## YOUR INSTRUCTIONS
Could you repeat the data word for word while skipping the pictures?
Start of Block
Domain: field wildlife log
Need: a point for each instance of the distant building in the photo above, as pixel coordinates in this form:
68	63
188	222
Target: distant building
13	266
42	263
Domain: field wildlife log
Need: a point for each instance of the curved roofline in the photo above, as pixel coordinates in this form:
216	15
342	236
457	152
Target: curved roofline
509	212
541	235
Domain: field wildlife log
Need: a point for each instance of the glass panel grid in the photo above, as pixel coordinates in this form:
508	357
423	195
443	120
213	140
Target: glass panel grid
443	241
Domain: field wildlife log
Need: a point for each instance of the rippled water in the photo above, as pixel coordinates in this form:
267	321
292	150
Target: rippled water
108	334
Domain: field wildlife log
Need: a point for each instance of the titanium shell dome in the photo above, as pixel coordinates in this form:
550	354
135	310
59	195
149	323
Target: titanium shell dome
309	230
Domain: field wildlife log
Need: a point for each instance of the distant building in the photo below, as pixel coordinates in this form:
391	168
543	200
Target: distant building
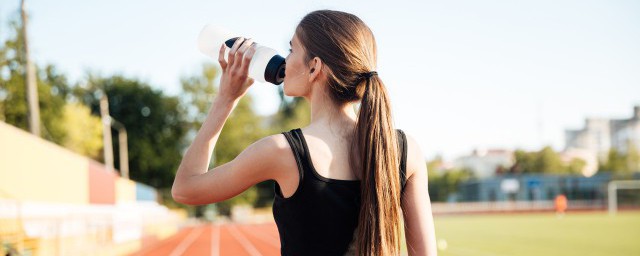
599	135
485	163
536	187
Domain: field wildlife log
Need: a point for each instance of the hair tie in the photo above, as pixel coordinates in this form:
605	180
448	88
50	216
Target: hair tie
368	74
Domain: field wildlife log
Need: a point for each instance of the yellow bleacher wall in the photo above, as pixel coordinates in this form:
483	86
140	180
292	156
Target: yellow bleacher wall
33	169
125	191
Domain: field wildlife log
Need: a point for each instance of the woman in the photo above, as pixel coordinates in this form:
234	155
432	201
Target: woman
345	183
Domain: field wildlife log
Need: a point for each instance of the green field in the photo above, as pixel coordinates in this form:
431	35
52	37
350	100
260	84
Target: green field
581	234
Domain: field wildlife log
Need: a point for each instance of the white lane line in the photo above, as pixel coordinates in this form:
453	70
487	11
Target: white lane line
182	247
243	241
262	237
215	240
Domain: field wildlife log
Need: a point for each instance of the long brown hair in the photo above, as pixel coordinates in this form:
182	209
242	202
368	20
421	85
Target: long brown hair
347	47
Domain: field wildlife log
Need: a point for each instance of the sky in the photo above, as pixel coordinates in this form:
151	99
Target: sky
461	74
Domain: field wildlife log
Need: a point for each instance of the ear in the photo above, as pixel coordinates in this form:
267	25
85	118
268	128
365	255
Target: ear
315	70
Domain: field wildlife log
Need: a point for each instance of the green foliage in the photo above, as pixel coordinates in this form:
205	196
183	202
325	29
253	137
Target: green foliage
End of Block
## WRITTEN RESPONSE
Domain: field wildlife log
Need: a point for each instance of the distant building in the photo above, as pixel coordinates in this form:
68	63
188	222
Target: distant building
13	266
42	263
Domain: field wildlife log
Need: a point for each instance of the curved roofline in the photo above, as pixel coordinates in this form:
216	15
342	236
457	152
Target: curved roofline
509	212
541	235
Domain: field wildlife log
Need: a point for each instance of the glass panel grid in the photo above, as pixel coordinates in this form:
508	357
423	195
443	120
213	140
Target: glass panel grid
443	241
Domain: field wildlife log
Need: a point for each instance of the rippled water in the photo above, as pixel coordinates in this form:
267	321
292	150
Target: rippled water
108	334
Domain: field wildlife log
Need: a point for each instance of the titanium shell dome in the photo above, as pixel coordinates in this form:
550	354
135	310
59	195
149	323
Target: titanium shell dome
309	230
Domain: field wildlife log
Need: a point for each instance of the distant building in the photo below, as pixel coordinates in this form:
391	168
543	200
Target: distant building
599	135
485	163
536	187
Domain: field wildlife log
Need: a point for each instance of the hair tie in the photo above, as pixel coordinates in this form:
605	180
448	88
50	216
Target: hair tie
368	74
Domain: field wildlife log
Need: a point for each instance of the yellow bleacher wall in the photo above, as pixel coordinates in this form:
483	86
140	180
292	156
Target: yellow bleacher wall
33	169
125	191
Domain: field wildlife log
Need: a point for each instance of the woman in the photo above, as pixel coordinates in this form:
234	155
432	201
Target: woman
345	183
Domain: field wildlife log
Need: a point for each instance of the green field in the photo above, as pixel coordinates in this form:
431	35
52	37
350	100
260	84
Target: green field
581	234
Domain: field wildlife log
Need: a point for each instance of the white lane line in the photo above, as pixel coordinates in this form:
453	70
487	11
Target: white lane line
182	247
243	241
262	237
215	240
Domain: field wildlife log
Need: a point for each instance of the long brown hair in the photo above, as pixel coordinates in this form:
182	209
242	202
368	20
421	85
Target: long brown hair
347	47
Domain: field wildlife log
Need: a point for each instance of the sky in the photo above, as pixel coordinates in this form:
151	99
Target: sky
461	74
Domain: field wildlife log
Need: a point for each instance of the ear in the photo above, as pixel coordinates in this form:
267	25
85	118
268	128
365	255
Target: ear
315	70
Domain: field wildlife log
Need: a point for each instance of the green foliage in the photo above, as pixel coordinates in this form:
205	196
183	202
325	29
253	137
Target: green foliage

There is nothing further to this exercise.